• [DATA SECTION]:
******
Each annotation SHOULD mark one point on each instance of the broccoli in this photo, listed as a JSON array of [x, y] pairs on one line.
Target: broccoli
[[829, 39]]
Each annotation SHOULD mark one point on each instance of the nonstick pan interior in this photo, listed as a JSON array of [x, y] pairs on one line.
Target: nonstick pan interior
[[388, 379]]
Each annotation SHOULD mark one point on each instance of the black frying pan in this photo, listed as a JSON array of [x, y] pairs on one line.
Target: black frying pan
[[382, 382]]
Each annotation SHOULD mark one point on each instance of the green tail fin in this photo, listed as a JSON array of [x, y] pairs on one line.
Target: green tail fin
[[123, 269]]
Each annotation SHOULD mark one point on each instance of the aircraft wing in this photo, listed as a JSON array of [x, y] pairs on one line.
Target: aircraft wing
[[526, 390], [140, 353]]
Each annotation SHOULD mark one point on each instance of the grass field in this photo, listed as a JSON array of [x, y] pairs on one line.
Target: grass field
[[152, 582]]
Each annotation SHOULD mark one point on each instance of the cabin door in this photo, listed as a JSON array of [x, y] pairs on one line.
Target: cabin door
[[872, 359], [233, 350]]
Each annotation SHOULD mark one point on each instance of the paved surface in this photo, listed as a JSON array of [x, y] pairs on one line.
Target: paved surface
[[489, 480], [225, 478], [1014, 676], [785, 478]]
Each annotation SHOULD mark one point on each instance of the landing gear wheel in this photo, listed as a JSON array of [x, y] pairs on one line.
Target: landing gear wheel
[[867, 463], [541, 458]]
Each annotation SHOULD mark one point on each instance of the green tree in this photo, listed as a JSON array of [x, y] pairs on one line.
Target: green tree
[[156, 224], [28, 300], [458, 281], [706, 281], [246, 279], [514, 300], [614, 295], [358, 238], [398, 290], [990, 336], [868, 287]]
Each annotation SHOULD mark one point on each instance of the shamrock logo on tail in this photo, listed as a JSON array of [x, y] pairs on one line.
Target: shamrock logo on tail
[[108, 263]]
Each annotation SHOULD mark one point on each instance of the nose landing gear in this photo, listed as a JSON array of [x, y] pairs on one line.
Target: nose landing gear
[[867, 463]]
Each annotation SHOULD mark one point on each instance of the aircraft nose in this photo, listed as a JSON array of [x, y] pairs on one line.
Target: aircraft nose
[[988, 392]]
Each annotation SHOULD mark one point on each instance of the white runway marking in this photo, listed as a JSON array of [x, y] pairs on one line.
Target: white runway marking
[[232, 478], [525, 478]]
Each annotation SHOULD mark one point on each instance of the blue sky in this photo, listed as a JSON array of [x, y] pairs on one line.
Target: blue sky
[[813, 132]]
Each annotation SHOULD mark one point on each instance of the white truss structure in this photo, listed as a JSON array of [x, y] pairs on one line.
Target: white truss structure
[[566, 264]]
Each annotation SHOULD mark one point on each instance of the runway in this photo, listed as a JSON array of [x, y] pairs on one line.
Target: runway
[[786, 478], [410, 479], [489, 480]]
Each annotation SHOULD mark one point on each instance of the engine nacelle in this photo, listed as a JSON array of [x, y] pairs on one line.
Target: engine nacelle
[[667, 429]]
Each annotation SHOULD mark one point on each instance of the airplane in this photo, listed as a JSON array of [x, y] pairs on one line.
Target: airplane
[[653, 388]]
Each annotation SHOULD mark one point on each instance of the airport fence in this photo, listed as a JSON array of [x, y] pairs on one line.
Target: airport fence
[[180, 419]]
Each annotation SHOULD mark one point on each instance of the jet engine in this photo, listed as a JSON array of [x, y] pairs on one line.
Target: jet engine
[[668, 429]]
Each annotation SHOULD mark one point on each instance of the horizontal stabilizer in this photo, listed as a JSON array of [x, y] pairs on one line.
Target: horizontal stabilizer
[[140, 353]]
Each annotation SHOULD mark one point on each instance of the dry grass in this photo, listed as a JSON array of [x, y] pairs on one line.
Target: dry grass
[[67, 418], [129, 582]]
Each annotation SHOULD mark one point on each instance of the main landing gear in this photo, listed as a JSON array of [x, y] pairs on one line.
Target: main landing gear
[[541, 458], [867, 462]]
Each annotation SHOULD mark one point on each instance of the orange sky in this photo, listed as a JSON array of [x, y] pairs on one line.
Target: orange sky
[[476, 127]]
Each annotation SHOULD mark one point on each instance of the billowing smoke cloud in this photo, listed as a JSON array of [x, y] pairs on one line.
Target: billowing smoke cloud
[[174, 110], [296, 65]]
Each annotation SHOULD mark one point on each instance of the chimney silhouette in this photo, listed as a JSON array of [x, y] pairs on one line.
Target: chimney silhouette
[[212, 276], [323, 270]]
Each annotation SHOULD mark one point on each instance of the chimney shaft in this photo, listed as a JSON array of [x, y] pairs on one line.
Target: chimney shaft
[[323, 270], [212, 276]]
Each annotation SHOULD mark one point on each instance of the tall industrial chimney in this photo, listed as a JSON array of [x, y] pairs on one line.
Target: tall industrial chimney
******
• [TASK BRIEF]:
Pull every line containing the word "tall" out of the entries above.

• [THE ANSWER]:
Each annotation SHOULD mark one point on each instance of the tall industrial chimney in this photo, listed as a JSON array of [x, y] pairs on one line.
Target: tall industrial chimney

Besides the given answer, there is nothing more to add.